From the first line to the last, restate the data exactly, leaving out the images.

##### Records for this exercise

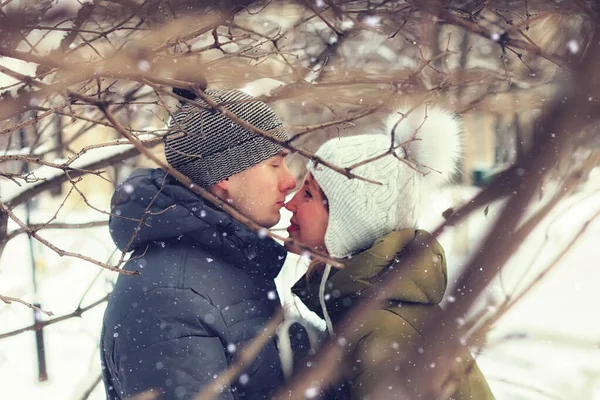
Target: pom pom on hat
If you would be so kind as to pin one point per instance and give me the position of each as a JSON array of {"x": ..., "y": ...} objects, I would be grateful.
[{"x": 427, "y": 147}]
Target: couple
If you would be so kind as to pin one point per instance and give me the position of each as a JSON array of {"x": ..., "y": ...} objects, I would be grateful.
[{"x": 207, "y": 282}]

##########

Worked solution ::
Target: pom pom on hat
If you would be so kind as to pin one point per instance and give me the position of each as a JSON array of {"x": ..., "y": ...} objects, I would be grateful.
[{"x": 427, "y": 147}]
Target: couple
If you would be so kind as to pin one point per instance and give me the position of each as a JSON array of {"x": ..., "y": ...} objects, I would be grateful.
[{"x": 207, "y": 282}]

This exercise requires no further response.